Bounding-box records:
────
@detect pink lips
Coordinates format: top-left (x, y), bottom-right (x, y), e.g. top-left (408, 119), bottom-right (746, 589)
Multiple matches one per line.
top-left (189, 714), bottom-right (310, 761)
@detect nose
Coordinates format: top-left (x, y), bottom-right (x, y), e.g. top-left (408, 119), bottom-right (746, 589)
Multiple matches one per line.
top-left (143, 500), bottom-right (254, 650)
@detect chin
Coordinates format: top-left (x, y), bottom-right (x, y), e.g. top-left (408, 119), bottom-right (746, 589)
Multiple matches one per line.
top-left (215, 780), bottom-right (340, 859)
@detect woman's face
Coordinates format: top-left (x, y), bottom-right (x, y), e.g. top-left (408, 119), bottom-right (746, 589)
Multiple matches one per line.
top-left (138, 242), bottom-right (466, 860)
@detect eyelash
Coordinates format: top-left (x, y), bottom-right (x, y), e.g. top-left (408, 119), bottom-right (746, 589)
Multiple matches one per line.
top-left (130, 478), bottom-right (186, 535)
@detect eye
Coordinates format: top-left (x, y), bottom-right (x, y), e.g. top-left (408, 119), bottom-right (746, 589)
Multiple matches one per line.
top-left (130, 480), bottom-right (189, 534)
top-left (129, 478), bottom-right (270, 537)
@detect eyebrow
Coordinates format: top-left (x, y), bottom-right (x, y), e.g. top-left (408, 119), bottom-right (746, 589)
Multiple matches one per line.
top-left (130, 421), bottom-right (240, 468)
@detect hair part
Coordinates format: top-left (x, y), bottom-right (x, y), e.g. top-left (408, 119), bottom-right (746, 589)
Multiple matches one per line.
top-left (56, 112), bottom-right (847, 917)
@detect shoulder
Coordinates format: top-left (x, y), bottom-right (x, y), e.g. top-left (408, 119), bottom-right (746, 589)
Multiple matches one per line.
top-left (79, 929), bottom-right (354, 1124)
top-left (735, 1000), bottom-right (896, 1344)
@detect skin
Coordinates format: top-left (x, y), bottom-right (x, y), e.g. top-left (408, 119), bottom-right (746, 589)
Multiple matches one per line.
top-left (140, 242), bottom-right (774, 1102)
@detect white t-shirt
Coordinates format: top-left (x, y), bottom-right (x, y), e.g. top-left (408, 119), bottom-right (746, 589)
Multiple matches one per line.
────
> **WHAT YOU HAVE TO DO**
Please rewrite all of the material above, replacing "Multiple matches" with "Several matches" and leaving everything else unchanged.

> **SOLUTION FOR THIS EXERCISE**
@detect pink lips
Coordinates format: top-left (x, y), bottom-right (x, y), e.g. top-left (408, 119), bottom-right (746, 589)
Several matches one per line.
top-left (189, 714), bottom-right (310, 761)
@detect nose
Coordinates format: top-left (x, y), bottom-right (x, y), e.g. top-left (408, 119), bottom-right (746, 589)
Several matches one per line.
top-left (143, 500), bottom-right (254, 650)
@detect chin
Coordinates format: top-left (x, y), bottom-right (x, y), e.g. top-left (408, 119), bottom-right (746, 589)
Several matches one per line.
top-left (215, 780), bottom-right (340, 859)
@detect woman's face
Coordinates format: top-left (x, y), bottom-right (x, y), e.g. top-left (408, 119), bottom-right (746, 589)
Several matches one per line.
top-left (138, 242), bottom-right (466, 860)
@detect eyelash
Coordinates format: top-left (x, y), bottom-right (x, y), e.g. top-left (408, 119), bottom-right (746, 589)
Several matches one per line.
top-left (130, 478), bottom-right (186, 535)
@detect eye
Coordinates format: top-left (x, y), bottom-right (x, y), e.g. top-left (408, 119), bottom-right (746, 589)
Several matches one per line.
top-left (130, 480), bottom-right (189, 534)
top-left (129, 478), bottom-right (270, 537)
@detect eyebrow
Coordinates format: top-left (x, y), bottom-right (x, y), e.g. top-left (408, 119), bottom-right (746, 589)
Several matches one per line.
top-left (130, 421), bottom-right (240, 468)
@detect hair part
Coordinates format: top-left (x, y), bottom-right (x, y), e.g. top-left (408, 119), bottom-right (746, 589)
Several matches one per line.
top-left (56, 112), bottom-right (847, 917)
@detect shoulder
Coordinates format: top-left (x, y), bottom-right (x, y), e.g. top-left (408, 119), bottom-right (746, 589)
Several matches one per line.
top-left (79, 929), bottom-right (354, 1124)
top-left (735, 1000), bottom-right (896, 1344)
@detect skin
Coordinates format: top-left (x, y), bottom-right (x, y), e.g. top-left (408, 119), bottom-right (746, 589)
Several matches one per line.
top-left (140, 242), bottom-right (774, 1102)
@detect white t-shirt
Coordinates format: top-left (x, y), bottom-right (x, y), e.g. top-left (408, 119), bottom-right (746, 589)
Several matches one per line.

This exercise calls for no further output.